# Selected extract
+++++

# Let's install the package "Distributions", which -- along with "LinearAlgebra" -- is needed in this section:
Pkg.add("Distributions")

   Resolving package versions...
  No Changes to `/opt/conda/julia/environments/v1.10/Project.toml`
  No Changes to `/opt/conda/julia/environments/v1.10/Manifest.toml`

# Create a vector:
va = [1, 2, 3] 
# or:
va = [1; 2; 3]

# Vector of zeros or ones or any other number:
n=4
zeros(n)
ones(n)
repeat([2],n) # or:
fill(2,n)

# Note that some are vectors of integers, some are vectors of floats.

4-element Vector{Int64}:
 2
 2
 2
 2

# Vector of NaNs:
NaN*ones(n) # or:
repeat([NaN],n) #or:
fill(NaN,n)

4-element Vector{Float64}:
 NaN
 NaN
 NaN
 NaN

# Vector of trues or falses:
trues(n)
falses(n)

4-element BitVector:
 0
 0
 0
 0

# Vector of strings:

vs = ["a","b","c"]
# or:
collect('a':'e')
# from existing string:
repeat(["rum"],3)

3-element Vector{String}:
 "rum"
 "rum"
 "rum"

# Vectors containing sequences:

# A sequence can be specified with colons or by the function "range":
1:0.5:4 # or, equivalently:
range(1,4,step=0.5)
# specify length rather than step of sequence:
range(1,5, length=20)

# Note that these sequences do not (yet) constitute vectors.

+++++

# Supplied material
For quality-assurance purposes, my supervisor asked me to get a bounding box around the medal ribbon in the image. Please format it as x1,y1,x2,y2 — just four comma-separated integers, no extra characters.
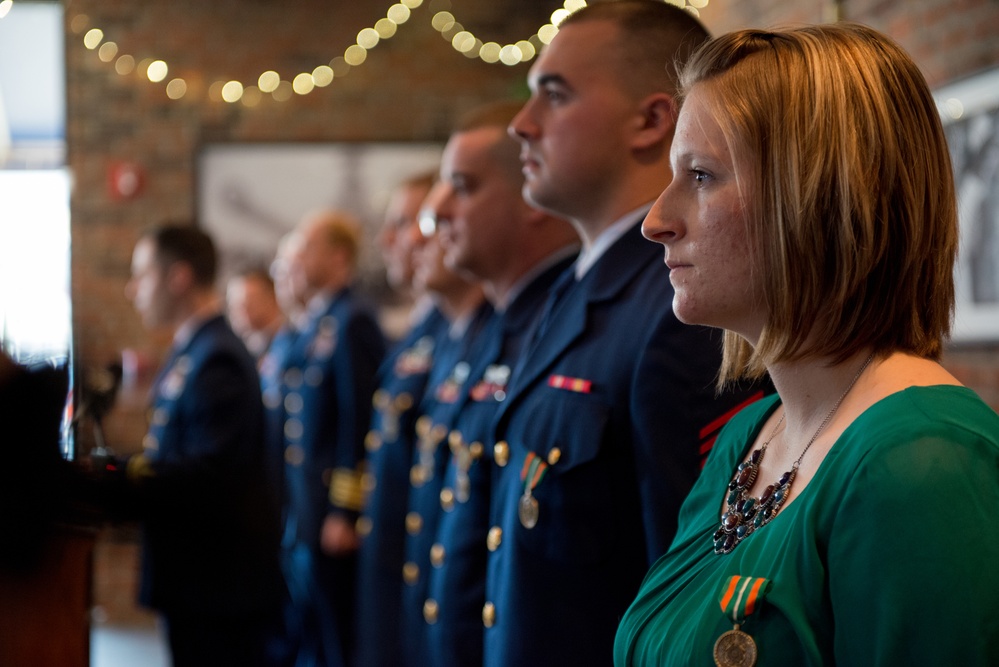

+++++

# Work to do
- A) Summarize the Julia vector walkthrough above in two sentences.
- B) Echo the Julia vector walkthrough word for word, starting at "# A sequence" and ending at "(yet) constitute vectors.".
- C) Carry on the Julia vector walkthrough from its final line.

# Expected results
- A) The walkthrough adds the Distributions package and then shows several ways to build vectors in Julia, including literal lists and vectors of zeros, ones, a repeated number, NaNs, trues or falses, and strings. It also shows that sequences can be written with colons or with the range function, given either a step or a length, and notes that these sequences are not yet vectors.

- B)
# A sequence can be specified with colons or by the function "range":
1:0.5:4 # or, equivalently:
range(1,4,step=0.5)
# specify length rather than step of sequence:
range(1,5, length=20)

# Note that these sequences do not (yet) constitute vectors.

- C)
# To turn them into actual vectors:
collect(1:0.5:4)
collect(range(1,5,length=20))

# Can also have decreasing sequences, of course:
collect(100:-10:50)
collect(range(100,20,length=3))

3-element Vector{Float64}:
 100.0
  60.0
  20.0

# We can also create a vector by comprehension (see section on for-loops):

va = [exp(ii) for ii in 1:5]

5-element Vector{Float64}:
   2.718281828459045
   7.38905609893065
  20.085536923187668
  54.598150033144236
 148.4131591025766

# Basic characterization of vector:

va = [1, 2, 3] 
length(va) # number of elements

# Note that a vector is a one-dimensional object:
ndims(va)
size(va) # size of va along each dimension
# (This contrasts with matrices, which we will discuss later.)

(3,)

# Nevertheless, all of the vectors above do have an orientation; they are column vectors.
# To transpose them into row vectors:
va' 
# Note that this turns the 1-dimensional object (3-element-vector) va 
# into a two-dimensional object (an 1x3 vector/matrix).

# To transpose matrix of strings:
permutedims(vs)

1×3 Matrix{String}:
 "a"  "b"  "c"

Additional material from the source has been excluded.